→ SOURCE EXCERPT:
········

There was only one other coach at the evaluations: Stan, an older man with white hair and a Hawaiian shirt. He carried a white clipboard with a basketball court stenciled on it and did not acknowledge me. A dozen girls took turns shooting from the top of the key, the free-throw line, and the elbow. Then they dribbled down the center of the court in a serpentine between orange cones. I took careful notes about each girl’s height and shooting ability. This was the first of two evaluations, though on the day of the second one, Coach Nicole called and said I didn’t need to attend. I completed my draft form and emailed it to her. She sent back a team roster and I noticed that I had received a couple of the players I had requested.

“Airstream,” by Julie Blackmon © The artist. Courtesy the artist and Radius Books

“Airstream,” by Julie Blackmon © The artist. Courtesy the artist and Radius Books

At our first practice, I took stock of the Fever, as our team was called. We had Anna and Jessie, both of above-average height, and Freedom and Lori, who could both handle the ball.* We also had Portia, Sara, Atoosa, and, of course, Lola. I spent a third of the practice trying to get the girls to stop arguing, texting, and posting to Instagram. Finally, I organized a few basketball-related activities: layup lines, defensive drills, and free-throw shots.

Our first game was against the Sky, which was headed by Coach Stan. None of the girls on his team had been at the evaluation I had attended, and most of them were taller than the Fever’s tallest player.

We tipped off. Our team didn’t put up a serious shot until about ten minutes into the game, by which point the other team was shooting uncontested layups and we were losing 22–0. Our opponents were not only taller, they also could score from fifteen feet or more. Our team didn’t have a single player who could reliably hit an open jump shot, though we had plenty who would eagerly take and miss well-guarded twenty-five-footers.

By the start of the second half I was having a hard time persuading players on the bench to go back into the game. We ended up losing 55–9. Afterward, I shook Coach Stan’s hand. He smirked and said, “Nice game, coach.”

When Coach Nicole sent me the schedule for the rest of the season, I discovered that the league had only two teams. Every Sunday, the Fever would play the Sky, a team that, if the first week’s game was indicative, was superior in every respect, including coaching.

According to Coaching Basketball for Dummies, “Coaching is about putting a smile on a youngster’s face when she’s on the court and seeing the excitement in her eyes as she has fun learning how to perform a variety of skills.” But that pabulum wilts before the reality of getting demolished twelve Sundays in a row, not counting Thanksgiving weekend, by the same eight girls and their white-haired coach. We were the Washington Generals to their Harlem Globetrotters.

As our losses to the Sky mounted, I began to have dark thoughts about Coach Stan, who would loudly protest the occasional fouls called on his girls, even when they were winning by thirty points. Why did he bother? We never made our free throws.

I tried to figure out how to improve our offense. The Survival Guide for Coaching Youth Basketball was full of clever formations and plays. I tried a three-guard offense, an outside-in offense, screen and roll, give and go, none of which the girls could grasp or execute. I even studied Phil Jackson’s triangle offense, but I gave it up because I couldn’t understand how it worked. And the reason no offensive set would work for us was simple: every play, every scheme, every formation was designed to end with a player putting the ball into the basket, and this was something we could not do.

········

→ EXERCISE DATA:
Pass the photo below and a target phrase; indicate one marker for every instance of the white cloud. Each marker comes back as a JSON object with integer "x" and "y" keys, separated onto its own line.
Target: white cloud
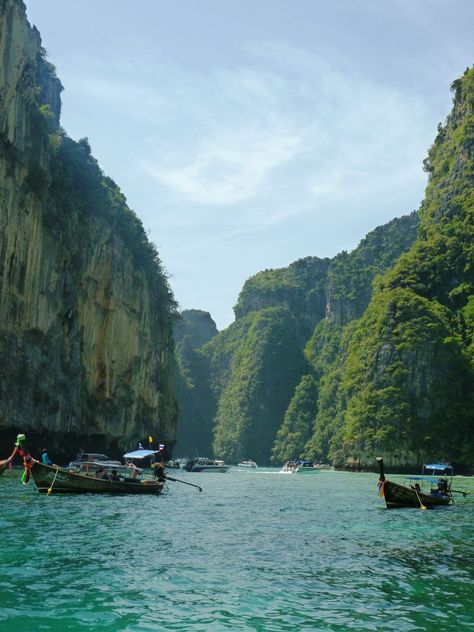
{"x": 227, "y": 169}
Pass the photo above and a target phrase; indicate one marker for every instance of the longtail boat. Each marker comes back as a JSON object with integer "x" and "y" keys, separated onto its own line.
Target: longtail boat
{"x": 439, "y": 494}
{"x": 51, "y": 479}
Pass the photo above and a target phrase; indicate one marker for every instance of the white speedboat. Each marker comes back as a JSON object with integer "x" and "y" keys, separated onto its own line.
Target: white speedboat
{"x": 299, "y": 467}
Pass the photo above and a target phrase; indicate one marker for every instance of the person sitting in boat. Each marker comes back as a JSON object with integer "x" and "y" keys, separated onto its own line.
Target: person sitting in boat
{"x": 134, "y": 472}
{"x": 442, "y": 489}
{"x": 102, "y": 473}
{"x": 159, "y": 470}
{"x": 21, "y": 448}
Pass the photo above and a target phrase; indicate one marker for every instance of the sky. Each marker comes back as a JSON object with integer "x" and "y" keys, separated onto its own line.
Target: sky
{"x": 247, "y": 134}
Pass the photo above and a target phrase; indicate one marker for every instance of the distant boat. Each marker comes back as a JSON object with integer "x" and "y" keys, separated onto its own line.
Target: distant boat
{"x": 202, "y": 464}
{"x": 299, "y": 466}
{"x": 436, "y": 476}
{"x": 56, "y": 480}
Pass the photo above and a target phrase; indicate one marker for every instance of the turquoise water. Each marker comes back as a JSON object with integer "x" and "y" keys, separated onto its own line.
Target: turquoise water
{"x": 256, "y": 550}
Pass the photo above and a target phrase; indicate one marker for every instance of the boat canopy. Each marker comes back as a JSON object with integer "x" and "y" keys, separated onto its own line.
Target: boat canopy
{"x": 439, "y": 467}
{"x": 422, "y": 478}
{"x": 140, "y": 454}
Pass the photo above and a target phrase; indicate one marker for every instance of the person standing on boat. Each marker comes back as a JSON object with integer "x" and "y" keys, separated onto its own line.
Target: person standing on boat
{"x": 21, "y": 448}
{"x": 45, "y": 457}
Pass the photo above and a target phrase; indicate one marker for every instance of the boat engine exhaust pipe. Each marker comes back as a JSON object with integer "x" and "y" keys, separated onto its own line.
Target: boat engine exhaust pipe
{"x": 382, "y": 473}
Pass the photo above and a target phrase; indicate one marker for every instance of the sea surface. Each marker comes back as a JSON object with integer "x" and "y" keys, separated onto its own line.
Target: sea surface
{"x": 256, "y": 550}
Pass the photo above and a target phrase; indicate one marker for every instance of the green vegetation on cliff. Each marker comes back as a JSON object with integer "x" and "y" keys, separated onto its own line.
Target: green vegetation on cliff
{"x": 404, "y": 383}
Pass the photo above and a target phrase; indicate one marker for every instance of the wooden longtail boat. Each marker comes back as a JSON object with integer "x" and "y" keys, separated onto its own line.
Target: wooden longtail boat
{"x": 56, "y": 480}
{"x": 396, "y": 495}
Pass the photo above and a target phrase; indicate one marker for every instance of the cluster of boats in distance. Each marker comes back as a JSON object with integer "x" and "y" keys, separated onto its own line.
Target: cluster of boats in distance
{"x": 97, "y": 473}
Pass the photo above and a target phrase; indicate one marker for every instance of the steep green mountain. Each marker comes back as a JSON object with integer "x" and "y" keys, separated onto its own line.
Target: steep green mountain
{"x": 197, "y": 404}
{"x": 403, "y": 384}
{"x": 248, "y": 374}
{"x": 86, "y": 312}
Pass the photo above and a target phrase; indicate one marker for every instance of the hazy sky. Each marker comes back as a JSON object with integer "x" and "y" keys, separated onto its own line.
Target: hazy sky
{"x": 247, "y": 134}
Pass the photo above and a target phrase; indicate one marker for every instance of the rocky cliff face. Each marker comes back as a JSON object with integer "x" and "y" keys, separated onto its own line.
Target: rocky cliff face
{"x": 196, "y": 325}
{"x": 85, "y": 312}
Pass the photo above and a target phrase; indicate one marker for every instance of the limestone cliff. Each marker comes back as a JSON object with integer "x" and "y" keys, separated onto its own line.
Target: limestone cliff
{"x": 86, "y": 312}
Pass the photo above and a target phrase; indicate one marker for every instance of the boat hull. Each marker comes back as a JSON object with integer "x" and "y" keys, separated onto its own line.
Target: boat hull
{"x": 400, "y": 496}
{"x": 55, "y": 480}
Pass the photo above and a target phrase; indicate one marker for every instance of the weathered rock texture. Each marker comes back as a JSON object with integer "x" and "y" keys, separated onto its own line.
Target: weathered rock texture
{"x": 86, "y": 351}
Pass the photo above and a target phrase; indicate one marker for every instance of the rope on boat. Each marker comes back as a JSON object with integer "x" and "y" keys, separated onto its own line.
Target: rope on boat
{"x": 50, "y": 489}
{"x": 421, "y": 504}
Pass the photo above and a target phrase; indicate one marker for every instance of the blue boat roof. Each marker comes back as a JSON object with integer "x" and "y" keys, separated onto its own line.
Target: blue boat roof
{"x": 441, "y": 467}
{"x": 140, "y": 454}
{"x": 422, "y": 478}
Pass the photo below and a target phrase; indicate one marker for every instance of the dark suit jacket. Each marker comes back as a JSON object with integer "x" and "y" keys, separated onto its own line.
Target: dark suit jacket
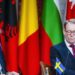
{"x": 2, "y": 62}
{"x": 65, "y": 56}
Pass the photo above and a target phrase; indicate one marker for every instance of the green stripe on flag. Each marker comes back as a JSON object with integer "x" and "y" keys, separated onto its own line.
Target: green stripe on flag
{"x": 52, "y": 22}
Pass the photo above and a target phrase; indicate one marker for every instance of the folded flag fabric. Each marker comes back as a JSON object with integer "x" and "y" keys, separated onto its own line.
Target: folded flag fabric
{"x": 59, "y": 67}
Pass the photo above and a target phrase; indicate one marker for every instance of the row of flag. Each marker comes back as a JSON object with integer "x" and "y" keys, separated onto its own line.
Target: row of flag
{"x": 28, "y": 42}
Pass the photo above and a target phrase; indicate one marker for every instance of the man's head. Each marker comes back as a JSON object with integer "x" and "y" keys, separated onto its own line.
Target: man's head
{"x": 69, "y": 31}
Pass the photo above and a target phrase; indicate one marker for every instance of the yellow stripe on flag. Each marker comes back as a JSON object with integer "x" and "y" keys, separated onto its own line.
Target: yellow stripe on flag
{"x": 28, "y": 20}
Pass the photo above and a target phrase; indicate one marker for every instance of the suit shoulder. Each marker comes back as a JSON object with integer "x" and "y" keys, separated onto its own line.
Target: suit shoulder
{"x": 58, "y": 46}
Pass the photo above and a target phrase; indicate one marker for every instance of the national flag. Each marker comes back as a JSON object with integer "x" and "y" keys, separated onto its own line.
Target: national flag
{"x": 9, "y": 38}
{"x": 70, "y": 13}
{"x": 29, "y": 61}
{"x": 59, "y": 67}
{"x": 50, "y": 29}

········

→ LIST OF TASKS:
- a) Could you output the lines of the listing as a JSON list of strings, one per line and with blank lines left out, starting with the line with "of the national" and going on through the last line of the listing?
- b) Write what comes next in the account of coaching the Fever, picking up after its final sentence.
The account of coaching the Fever and the listing are unrelated material.

→ IN RESPONSE:
- a)
[
  "Pass the photo above and a target phrase; indicate one marker for every instance of the national flag. Each marker comes back as a JSON object with integer \"x\" and \"y\" keys, separated onto its own line.",
  "Target: national flag",
  "{\"x\": 9, \"y\": 38}",
  "{\"x\": 70, \"y\": 13}",
  "{\"x\": 29, \"y\": 61}",
  "{\"x\": 59, \"y\": 67}",
  "{\"x\": 50, \"y\": 29}"
]

- b)
I had the girls attempt a new defensive plan: we would keep our fastest players near the half-court line to stop the Sky’s incessant and devastating fast break. But even if we slowed them down — and I can still picture those girls, blond-haired, gangly Clara; stocky, muscular Erika with the birthmark on her forehead; long, lean Katie with the awkward but effective shooting form — we were incapable of scoring enough to be competitive.

Girls began quitting. We lost Mara, among our best ball handlers, about halfway through the season. Her mother explained that she now had a dance class every Sunday. Atoosa, one of our two Persian players, simply stopped showing up; my emails to her mother started bouncing back.

I had the misfortune of coaching a losing youth-basketball team during the one season everybody thought there was a simple recipe for success. A few weeks after our first game, a new Malcolm Gladwell bestseller, David and Goliath, was published. In its opening chapter, a woefully undermanned girls-basketball team makes it all the way to the championship game using unconventional tactics. The coach, Vivek Ranadivé, was a first-generation Indian immigrant who had never played basketball; his team, a group of twelve-year-olds from Menlo Park, California, was short and untalented. Yet Coach Ranadivé had found a way to turn them into a true giant killer, a team of Davids.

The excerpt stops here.